▶ 課題
以下のデータのうち、文字列「Annotate」を含む行をすべて集めてください。大文字と小文字は区別します。

▶ データ内容
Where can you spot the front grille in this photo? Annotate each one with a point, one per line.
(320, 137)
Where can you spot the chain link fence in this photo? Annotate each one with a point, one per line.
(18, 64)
---
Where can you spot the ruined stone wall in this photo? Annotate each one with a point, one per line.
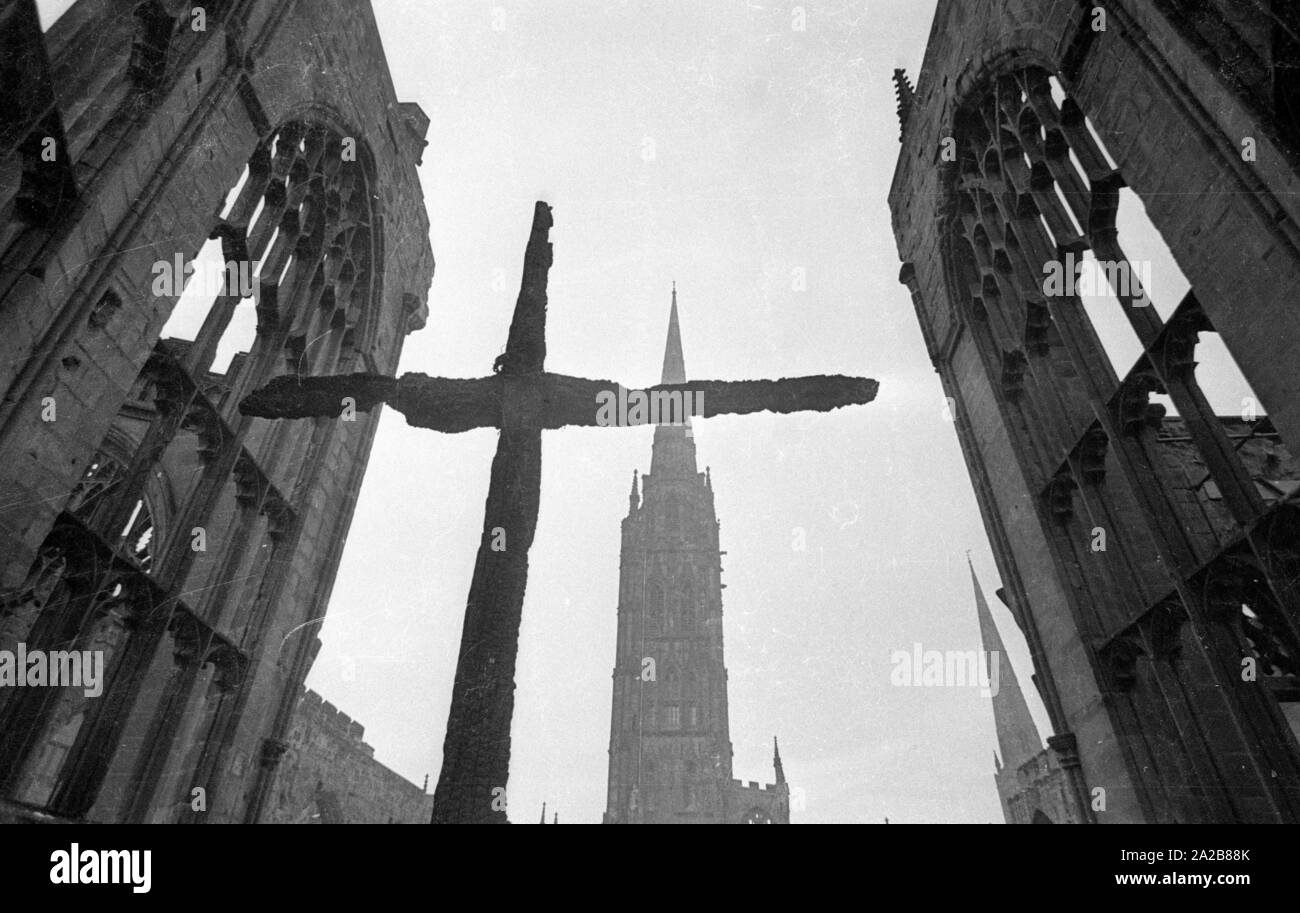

▶ 解答
Where can you spot the front grille in this photo? Annotate each one with a point, one per line.
Where can you spot the chain link fence in this photo? Annotate each one with a point, one per line.
Where can you spot the ruined stone wall in this photo? Annotate each one with a point, one per line.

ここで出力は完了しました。